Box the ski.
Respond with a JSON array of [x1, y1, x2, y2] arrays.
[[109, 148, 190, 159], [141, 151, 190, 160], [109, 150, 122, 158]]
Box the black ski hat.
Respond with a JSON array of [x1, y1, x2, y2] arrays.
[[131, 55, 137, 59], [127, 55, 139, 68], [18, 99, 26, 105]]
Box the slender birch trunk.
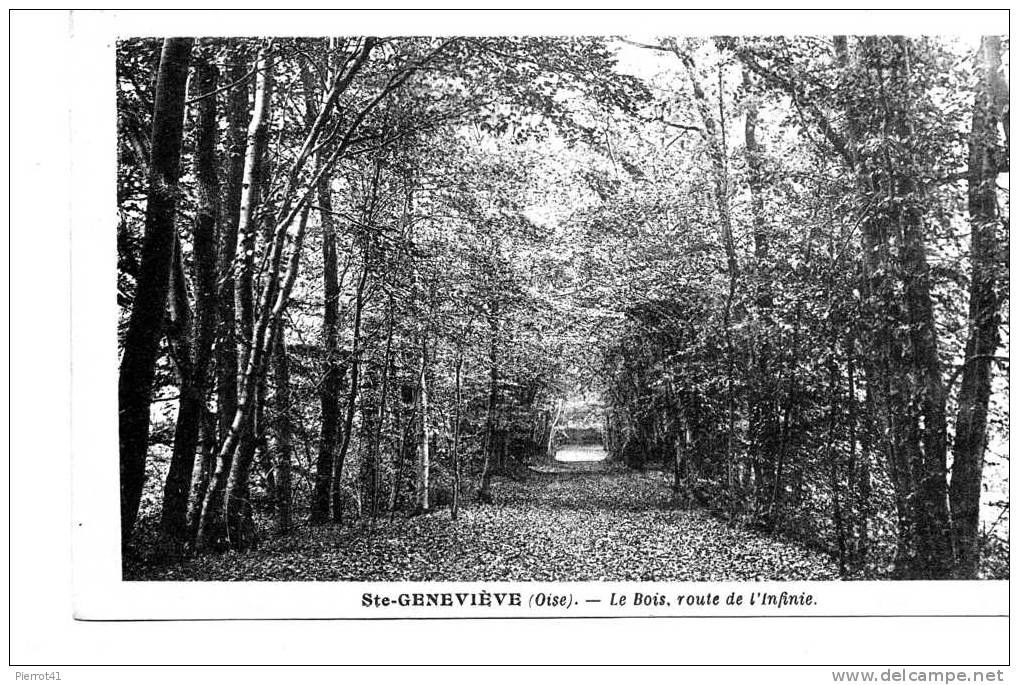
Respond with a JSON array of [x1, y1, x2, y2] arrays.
########
_ACTIVITY_. Leave the images out and print each entry exactly.

_EXERCISE RESPONSE_.
Box the ski.
Respond with a JSON array of [x1, y1, x2, y2] arrays.
[[109, 148, 190, 159], [141, 151, 190, 160], [109, 150, 122, 158]]
Box the black ski hat.
Respond with a JSON array of [x1, y1, x2, y2] arrays.
[[131, 55, 137, 59], [127, 55, 139, 68], [18, 99, 26, 105]]
Box the slender birch trunk.
Respond with a JSON array of [x1, y1, x2, y2] arrays.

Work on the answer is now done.